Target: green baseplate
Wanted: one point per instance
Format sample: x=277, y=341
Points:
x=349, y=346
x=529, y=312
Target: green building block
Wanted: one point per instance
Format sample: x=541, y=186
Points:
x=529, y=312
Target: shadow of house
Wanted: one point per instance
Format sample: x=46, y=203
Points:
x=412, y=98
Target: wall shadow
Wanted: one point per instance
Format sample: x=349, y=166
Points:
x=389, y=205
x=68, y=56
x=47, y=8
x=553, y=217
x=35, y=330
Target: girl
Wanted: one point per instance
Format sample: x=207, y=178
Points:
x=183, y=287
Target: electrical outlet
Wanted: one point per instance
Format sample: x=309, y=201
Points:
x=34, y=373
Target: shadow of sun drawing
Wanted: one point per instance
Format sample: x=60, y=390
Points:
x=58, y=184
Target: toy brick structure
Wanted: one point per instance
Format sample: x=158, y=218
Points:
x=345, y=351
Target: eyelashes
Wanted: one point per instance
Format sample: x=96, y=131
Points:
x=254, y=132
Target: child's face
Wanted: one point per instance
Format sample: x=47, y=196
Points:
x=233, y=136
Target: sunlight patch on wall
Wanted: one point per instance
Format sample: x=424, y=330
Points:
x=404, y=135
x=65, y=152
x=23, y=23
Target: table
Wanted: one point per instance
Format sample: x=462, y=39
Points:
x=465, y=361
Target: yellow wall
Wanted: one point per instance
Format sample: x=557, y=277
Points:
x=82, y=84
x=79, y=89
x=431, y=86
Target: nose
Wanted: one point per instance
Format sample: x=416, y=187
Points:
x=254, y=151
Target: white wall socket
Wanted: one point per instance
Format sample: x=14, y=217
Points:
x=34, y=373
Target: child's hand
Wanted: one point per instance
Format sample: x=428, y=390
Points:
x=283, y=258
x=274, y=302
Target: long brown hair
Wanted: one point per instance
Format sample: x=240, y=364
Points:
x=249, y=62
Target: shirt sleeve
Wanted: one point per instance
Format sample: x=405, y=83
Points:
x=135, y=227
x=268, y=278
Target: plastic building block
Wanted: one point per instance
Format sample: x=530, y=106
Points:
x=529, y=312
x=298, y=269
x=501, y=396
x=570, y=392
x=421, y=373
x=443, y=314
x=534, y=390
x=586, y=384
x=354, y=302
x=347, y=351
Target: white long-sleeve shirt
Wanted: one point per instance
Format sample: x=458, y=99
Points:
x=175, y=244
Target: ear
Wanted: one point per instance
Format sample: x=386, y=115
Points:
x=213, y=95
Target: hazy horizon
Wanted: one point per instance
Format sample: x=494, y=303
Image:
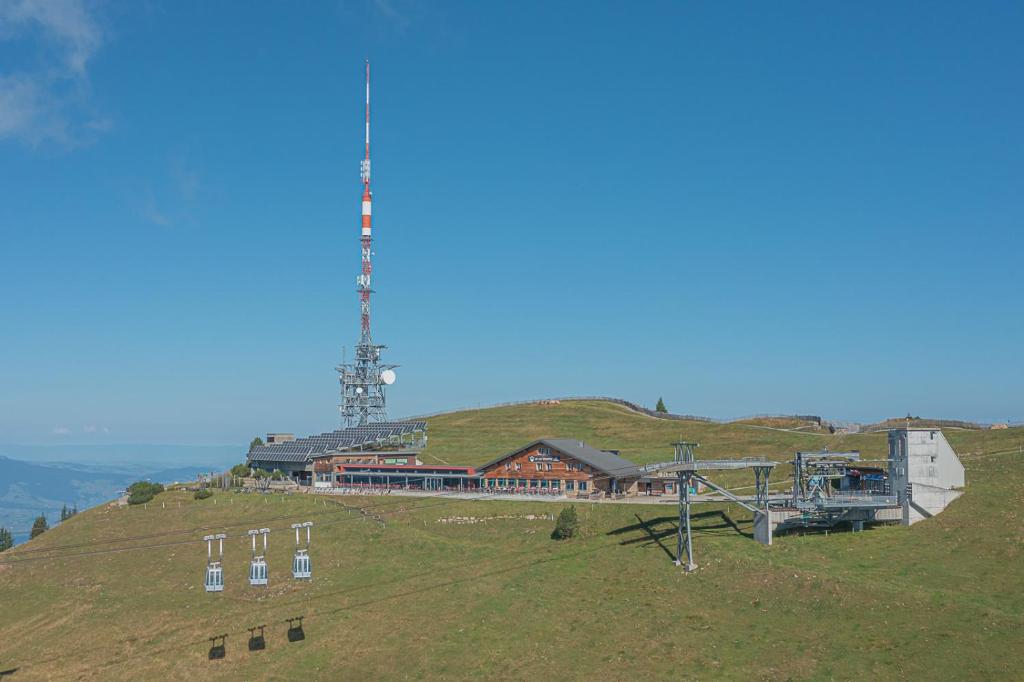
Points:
x=742, y=209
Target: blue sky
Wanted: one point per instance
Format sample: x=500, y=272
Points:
x=743, y=207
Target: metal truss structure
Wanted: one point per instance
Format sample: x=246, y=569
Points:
x=364, y=380
x=686, y=467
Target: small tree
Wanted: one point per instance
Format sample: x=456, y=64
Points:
x=141, y=492
x=567, y=524
x=39, y=526
x=6, y=541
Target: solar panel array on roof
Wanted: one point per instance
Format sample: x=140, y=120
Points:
x=301, y=450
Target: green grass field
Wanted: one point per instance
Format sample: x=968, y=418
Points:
x=421, y=599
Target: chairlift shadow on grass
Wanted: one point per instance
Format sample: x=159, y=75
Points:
x=295, y=632
x=217, y=650
x=257, y=642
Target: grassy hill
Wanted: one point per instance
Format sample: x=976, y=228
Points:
x=117, y=593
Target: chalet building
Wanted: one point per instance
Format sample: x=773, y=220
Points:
x=560, y=466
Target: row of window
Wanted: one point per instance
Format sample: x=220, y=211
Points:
x=542, y=483
x=543, y=466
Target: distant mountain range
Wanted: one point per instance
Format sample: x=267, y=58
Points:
x=29, y=488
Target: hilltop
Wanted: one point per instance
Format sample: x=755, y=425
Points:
x=117, y=593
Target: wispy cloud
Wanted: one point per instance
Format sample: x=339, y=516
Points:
x=50, y=102
x=177, y=196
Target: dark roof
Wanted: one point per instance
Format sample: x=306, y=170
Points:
x=303, y=450
x=607, y=463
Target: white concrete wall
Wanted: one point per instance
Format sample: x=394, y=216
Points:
x=932, y=461
x=926, y=462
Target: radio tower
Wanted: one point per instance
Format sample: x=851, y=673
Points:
x=364, y=379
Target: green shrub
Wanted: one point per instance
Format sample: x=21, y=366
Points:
x=141, y=492
x=567, y=524
x=39, y=526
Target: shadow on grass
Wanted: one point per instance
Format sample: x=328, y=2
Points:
x=658, y=528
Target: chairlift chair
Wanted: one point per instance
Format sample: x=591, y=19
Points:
x=214, y=581
x=257, y=567
x=301, y=564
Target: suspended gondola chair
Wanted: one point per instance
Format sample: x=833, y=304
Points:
x=257, y=567
x=214, y=581
x=301, y=565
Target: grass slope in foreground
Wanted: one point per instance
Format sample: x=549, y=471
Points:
x=422, y=599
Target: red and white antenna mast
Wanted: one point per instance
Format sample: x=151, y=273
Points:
x=367, y=233
x=365, y=379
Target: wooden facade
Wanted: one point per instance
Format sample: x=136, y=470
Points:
x=544, y=468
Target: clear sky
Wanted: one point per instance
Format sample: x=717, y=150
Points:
x=809, y=207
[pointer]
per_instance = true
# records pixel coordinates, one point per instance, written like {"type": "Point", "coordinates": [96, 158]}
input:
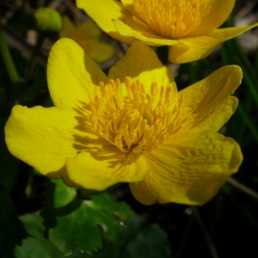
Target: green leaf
{"type": "Point", "coordinates": [151, 242]}
{"type": "Point", "coordinates": [63, 194]}
{"type": "Point", "coordinates": [37, 248]}
{"type": "Point", "coordinates": [33, 224]}
{"type": "Point", "coordinates": [10, 227]}
{"type": "Point", "coordinates": [85, 228]}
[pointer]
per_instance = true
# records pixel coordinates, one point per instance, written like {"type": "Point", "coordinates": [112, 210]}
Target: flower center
{"type": "Point", "coordinates": [127, 117]}
{"type": "Point", "coordinates": [169, 18]}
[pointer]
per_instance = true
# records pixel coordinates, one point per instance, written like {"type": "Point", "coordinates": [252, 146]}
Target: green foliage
{"type": "Point", "coordinates": [151, 242]}
{"type": "Point", "coordinates": [99, 226]}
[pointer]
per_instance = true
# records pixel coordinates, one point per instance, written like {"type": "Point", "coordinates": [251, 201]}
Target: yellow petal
{"type": "Point", "coordinates": [67, 28]}
{"type": "Point", "coordinates": [192, 49]}
{"type": "Point", "coordinates": [208, 103]}
{"type": "Point", "coordinates": [190, 171]}
{"type": "Point", "coordinates": [231, 32]}
{"type": "Point", "coordinates": [86, 171]}
{"type": "Point", "coordinates": [41, 137]}
{"type": "Point", "coordinates": [141, 63]}
{"type": "Point", "coordinates": [179, 19]}
{"type": "Point", "coordinates": [71, 74]}
{"type": "Point", "coordinates": [112, 22]}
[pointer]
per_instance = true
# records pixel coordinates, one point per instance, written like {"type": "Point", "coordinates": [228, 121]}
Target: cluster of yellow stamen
{"type": "Point", "coordinates": [128, 116]}
{"type": "Point", "coordinates": [169, 18]}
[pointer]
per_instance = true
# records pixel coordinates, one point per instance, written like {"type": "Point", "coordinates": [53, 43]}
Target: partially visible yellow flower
{"type": "Point", "coordinates": [189, 27]}
{"type": "Point", "coordinates": [132, 126]}
{"type": "Point", "coordinates": [88, 35]}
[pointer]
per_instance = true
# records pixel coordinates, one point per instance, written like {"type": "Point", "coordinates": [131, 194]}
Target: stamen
{"type": "Point", "coordinates": [127, 117]}
{"type": "Point", "coordinates": [170, 18]}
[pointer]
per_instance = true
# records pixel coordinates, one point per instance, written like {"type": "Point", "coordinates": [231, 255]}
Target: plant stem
{"type": "Point", "coordinates": [7, 59]}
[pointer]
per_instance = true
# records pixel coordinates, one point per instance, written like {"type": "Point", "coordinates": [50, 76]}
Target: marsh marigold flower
{"type": "Point", "coordinates": [132, 126]}
{"type": "Point", "coordinates": [89, 36]}
{"type": "Point", "coordinates": [189, 27]}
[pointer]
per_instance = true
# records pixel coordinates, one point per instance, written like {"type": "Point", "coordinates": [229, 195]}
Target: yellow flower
{"type": "Point", "coordinates": [88, 35]}
{"type": "Point", "coordinates": [189, 27]}
{"type": "Point", "coordinates": [132, 126]}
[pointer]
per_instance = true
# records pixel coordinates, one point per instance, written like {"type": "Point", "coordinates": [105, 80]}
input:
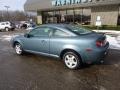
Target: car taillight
{"type": "Point", "coordinates": [99, 43]}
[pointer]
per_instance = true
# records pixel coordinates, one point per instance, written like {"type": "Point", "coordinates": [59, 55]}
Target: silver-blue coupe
{"type": "Point", "coordinates": [72, 44]}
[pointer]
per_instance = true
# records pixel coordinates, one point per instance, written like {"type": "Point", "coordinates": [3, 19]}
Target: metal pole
{"type": "Point", "coordinates": [82, 16]}
{"type": "Point", "coordinates": [7, 7]}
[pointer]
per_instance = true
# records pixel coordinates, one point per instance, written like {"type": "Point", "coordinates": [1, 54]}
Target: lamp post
{"type": "Point", "coordinates": [7, 7]}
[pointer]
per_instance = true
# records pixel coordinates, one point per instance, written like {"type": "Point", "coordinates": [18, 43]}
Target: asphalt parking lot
{"type": "Point", "coordinates": [35, 72]}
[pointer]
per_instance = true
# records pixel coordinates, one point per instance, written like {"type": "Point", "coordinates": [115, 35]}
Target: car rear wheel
{"type": "Point", "coordinates": [6, 29]}
{"type": "Point", "coordinates": [18, 49]}
{"type": "Point", "coordinates": [72, 60]}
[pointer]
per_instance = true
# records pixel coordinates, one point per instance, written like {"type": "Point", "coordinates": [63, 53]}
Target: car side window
{"type": "Point", "coordinates": [42, 31]}
{"type": "Point", "coordinates": [2, 23]}
{"type": "Point", "coordinates": [60, 33]}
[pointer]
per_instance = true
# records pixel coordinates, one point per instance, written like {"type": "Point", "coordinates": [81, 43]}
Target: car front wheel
{"type": "Point", "coordinates": [6, 29]}
{"type": "Point", "coordinates": [18, 49]}
{"type": "Point", "coordinates": [72, 60]}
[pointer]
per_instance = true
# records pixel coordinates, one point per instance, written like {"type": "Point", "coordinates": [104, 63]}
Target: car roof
{"type": "Point", "coordinates": [59, 26]}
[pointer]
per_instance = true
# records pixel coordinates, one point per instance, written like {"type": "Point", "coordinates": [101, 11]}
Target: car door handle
{"type": "Point", "coordinates": [43, 41]}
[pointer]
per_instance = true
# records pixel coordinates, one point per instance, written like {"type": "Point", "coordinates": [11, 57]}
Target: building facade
{"type": "Point", "coordinates": [75, 11]}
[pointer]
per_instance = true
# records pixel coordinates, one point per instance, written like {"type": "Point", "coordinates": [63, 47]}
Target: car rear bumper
{"type": "Point", "coordinates": [97, 55]}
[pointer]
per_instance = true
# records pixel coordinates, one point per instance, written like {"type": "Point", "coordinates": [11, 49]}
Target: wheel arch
{"type": "Point", "coordinates": [15, 43]}
{"type": "Point", "coordinates": [69, 50]}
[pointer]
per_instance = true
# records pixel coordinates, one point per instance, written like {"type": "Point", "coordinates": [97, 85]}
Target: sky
{"type": "Point", "coordinates": [13, 4]}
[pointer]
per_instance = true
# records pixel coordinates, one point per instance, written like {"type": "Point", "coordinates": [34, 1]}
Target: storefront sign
{"type": "Point", "coordinates": [68, 2]}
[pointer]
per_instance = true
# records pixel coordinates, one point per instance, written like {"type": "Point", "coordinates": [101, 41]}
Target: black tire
{"type": "Point", "coordinates": [18, 49]}
{"type": "Point", "coordinates": [6, 29]}
{"type": "Point", "coordinates": [72, 60]}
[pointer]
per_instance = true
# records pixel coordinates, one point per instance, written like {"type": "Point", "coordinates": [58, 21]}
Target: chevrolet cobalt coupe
{"type": "Point", "coordinates": [72, 44]}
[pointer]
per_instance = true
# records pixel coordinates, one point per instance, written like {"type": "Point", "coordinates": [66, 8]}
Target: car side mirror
{"type": "Point", "coordinates": [28, 35]}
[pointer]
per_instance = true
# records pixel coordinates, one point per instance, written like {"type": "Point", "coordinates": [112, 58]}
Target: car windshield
{"type": "Point", "coordinates": [77, 29]}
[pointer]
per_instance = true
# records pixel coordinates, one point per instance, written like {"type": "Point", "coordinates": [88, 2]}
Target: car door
{"type": "Point", "coordinates": [57, 41]}
{"type": "Point", "coordinates": [37, 40]}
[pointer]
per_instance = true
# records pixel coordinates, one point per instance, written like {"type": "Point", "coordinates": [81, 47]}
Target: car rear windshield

**Exercise description**
Your answer should be a number alone, please: the count of lines in the listing where the word "chairlift" appears.

**Written reply**
2